--- Exercise brief ---
Word for word, repeat all of the entries below.

..........

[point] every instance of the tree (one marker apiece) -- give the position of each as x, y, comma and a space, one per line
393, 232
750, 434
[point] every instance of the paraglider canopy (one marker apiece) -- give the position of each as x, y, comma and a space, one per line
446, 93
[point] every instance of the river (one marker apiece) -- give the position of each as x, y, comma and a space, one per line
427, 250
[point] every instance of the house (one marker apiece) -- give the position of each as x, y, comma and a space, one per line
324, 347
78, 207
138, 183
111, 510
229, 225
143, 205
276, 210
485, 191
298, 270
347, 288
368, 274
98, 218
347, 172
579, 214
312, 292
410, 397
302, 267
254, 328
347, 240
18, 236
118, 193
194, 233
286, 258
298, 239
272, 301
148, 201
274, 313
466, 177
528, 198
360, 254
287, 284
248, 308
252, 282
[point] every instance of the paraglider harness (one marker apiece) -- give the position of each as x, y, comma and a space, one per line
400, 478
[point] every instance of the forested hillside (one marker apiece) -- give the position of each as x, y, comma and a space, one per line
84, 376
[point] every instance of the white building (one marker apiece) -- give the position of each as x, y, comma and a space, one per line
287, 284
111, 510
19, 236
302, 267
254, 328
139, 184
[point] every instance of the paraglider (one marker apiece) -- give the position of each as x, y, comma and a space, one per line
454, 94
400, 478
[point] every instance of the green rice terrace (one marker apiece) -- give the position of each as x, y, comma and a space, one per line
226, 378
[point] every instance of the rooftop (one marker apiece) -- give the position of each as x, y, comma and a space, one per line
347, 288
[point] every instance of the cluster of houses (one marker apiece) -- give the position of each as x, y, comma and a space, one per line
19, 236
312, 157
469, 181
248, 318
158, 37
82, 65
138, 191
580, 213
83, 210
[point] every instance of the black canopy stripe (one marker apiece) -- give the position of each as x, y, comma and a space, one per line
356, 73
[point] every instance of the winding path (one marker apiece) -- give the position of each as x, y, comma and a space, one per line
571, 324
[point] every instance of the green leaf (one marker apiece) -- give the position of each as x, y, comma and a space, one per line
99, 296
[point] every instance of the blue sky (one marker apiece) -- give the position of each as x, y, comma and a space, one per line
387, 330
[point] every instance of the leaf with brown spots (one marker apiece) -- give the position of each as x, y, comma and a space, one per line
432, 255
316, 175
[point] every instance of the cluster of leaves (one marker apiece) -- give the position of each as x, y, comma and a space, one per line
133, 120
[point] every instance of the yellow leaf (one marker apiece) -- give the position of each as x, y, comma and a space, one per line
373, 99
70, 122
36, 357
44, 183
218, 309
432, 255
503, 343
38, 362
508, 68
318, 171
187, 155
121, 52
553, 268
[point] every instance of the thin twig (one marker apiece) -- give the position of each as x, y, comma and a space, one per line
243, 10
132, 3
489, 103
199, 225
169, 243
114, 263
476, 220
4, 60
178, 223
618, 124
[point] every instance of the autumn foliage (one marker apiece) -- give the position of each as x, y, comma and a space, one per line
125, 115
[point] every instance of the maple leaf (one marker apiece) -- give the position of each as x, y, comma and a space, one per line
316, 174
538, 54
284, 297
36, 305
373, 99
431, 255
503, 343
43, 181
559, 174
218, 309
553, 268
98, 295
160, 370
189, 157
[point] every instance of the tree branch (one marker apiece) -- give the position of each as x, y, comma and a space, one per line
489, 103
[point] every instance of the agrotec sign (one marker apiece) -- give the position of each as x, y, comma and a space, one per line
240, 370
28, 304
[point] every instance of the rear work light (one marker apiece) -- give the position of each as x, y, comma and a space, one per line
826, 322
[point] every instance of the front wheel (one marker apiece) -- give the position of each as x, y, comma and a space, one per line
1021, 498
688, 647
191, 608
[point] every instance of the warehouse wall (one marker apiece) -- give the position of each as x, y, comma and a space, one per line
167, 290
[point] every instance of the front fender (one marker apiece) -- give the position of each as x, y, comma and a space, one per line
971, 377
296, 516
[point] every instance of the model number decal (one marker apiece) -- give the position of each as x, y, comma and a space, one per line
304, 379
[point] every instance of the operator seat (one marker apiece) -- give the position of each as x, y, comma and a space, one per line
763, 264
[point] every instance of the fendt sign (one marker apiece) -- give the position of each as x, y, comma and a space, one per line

..........

--- Output ---
[point] every instance of the tree (one marker apiece) -- give the position of each as x, y, comma and a space, one per line
393, 232
750, 434
[point] every instance of the paraglider canopy (one marker apiece) -- give the position of each as x, y, comma and a space, one per line
446, 93
[point] every instance of the river (one marker apiece) -- give the position of each as x, y, comma and a space, one per line
427, 250
[point] every instance of the house (one marker apiece) -- give the position of each as x, y, comma and a space, one per line
324, 347
78, 207
138, 183
111, 510
229, 225
143, 205
276, 210
485, 191
298, 270
347, 288
368, 274
98, 218
347, 172
579, 214
312, 292
410, 397
302, 267
254, 328
347, 240
18, 236
118, 193
194, 233
286, 258
298, 239
272, 301
148, 201
274, 313
466, 177
528, 198
360, 254
287, 284
248, 308
252, 282
[point] every instance of the paraglider harness (one marker apiece) -- give the position of each as x, y, comma and a space, one per line
400, 478
[point] every instance of the forested hillside (one marker apiece) -- give the position of each as x, y, comma and a space, one per line
84, 376
[point] every instance of the white building (one marker apiece) -- give the position of each as x, y, comma and a space, one per line
287, 284
111, 510
19, 236
302, 267
254, 328
139, 184
[point] every instance of the paraglider (one marker apiece) -- give the position of each as x, y, comma and a space, one per line
454, 94
400, 478
[point] every instance of the green rice terrace (one marker apiece) -- give the position of each as x, y, comma and a space, one per line
226, 378
[point] every instance of the rooftop (one marker apiece) -- give the position of each as x, y, comma and a space, one per line
347, 288
[point] every instance of the cluster of houses (one marker apiece) -- give the position of each as x, y, comma and a space, one per line
19, 236
312, 157
469, 181
248, 318
158, 37
82, 65
138, 191
580, 213
83, 210
[point] every instance of the black canopy stripe (one marker apiece) -- give the position of each as x, y, comma and a space, one per line
356, 73
[point] every instance of the winding path (one marker apiece) -- give the position of each as x, y, comma and a space, one per line
571, 324
[point] every instance of the green leaf (one marker apiece) -- give the position of each as x, y, comma and a space, one per line
99, 296
[point] every instance of the blue sky (one marker apiece) -- give the position of each as x, y, comma and a space, one per line
387, 330
[point] every instance of the leaf with brown spots (one marker apiece) -- give the position of each as x, y, comma and a space, one per line
432, 255
316, 175
[point] every instance of the cluster of leaves (one marker apiece) -- give the position of each as x, y, comma and a space, one per line
133, 120
[point] every instance of the yellow leaf (one marker apiece) -- give the position of each as x, y, comma and a space, one per line
373, 99
70, 122
36, 357
44, 183
218, 309
432, 255
503, 343
38, 362
508, 68
318, 171
187, 155
121, 52
553, 268
[point] every instance of the thin twig (one marker apiece) -- give the position of each as x, y, comma and a space, one per line
243, 10
132, 3
489, 103
199, 225
169, 243
114, 263
476, 220
4, 60
178, 223
618, 124
[point] every instance of the autumn foliage (one marker apiece) -- give the position of each as x, y, comma and a space, one per line
125, 115
[point] every instance of the maple leaf (one marker apiece) -- give the position of each as x, y, comma and a space, one per line
316, 174
538, 54
284, 297
36, 305
373, 99
431, 255
503, 343
43, 181
559, 174
218, 309
553, 268
98, 295
160, 370
189, 157
[point] every instance of the tree branch (one marker apiece) -- give the position of each as x, y, comma and a space, one per line
489, 103
[point] every instance of the agrotec sign (one marker apiece) -- give the position of each as x, y, comma and a space, one per line
240, 370
28, 304
[point] every instance of the rear work light (one marker apiece) -- give the position of each as x, y, comma and a space, one per line
826, 322
[point] every instance of the front wheel (one marker apiece) -- give the position of each as x, y, comma and a space, one per line
1021, 498
688, 647
191, 608
[point] every instance of the warehouse wall (one marker apiece) -- give the position of each as x, y, comma and a space, one per line
167, 290
[point] every instance of the front fender (one marker apiece) -- give the position of each as x, y, comma and a space, one per line
971, 377
296, 516
[point] every instance of the model number decal (one marker apiece) -- give the position of each as x, y, comma and a space, one per line
304, 379
[point] every instance of the operator seat (one marker apiece) -- give the position of each as x, y, comma and a space, one per line
763, 264
[point] every instance of the fendt sign (one marker apiece) -- give the position of each as x, y, comma and a space, one per line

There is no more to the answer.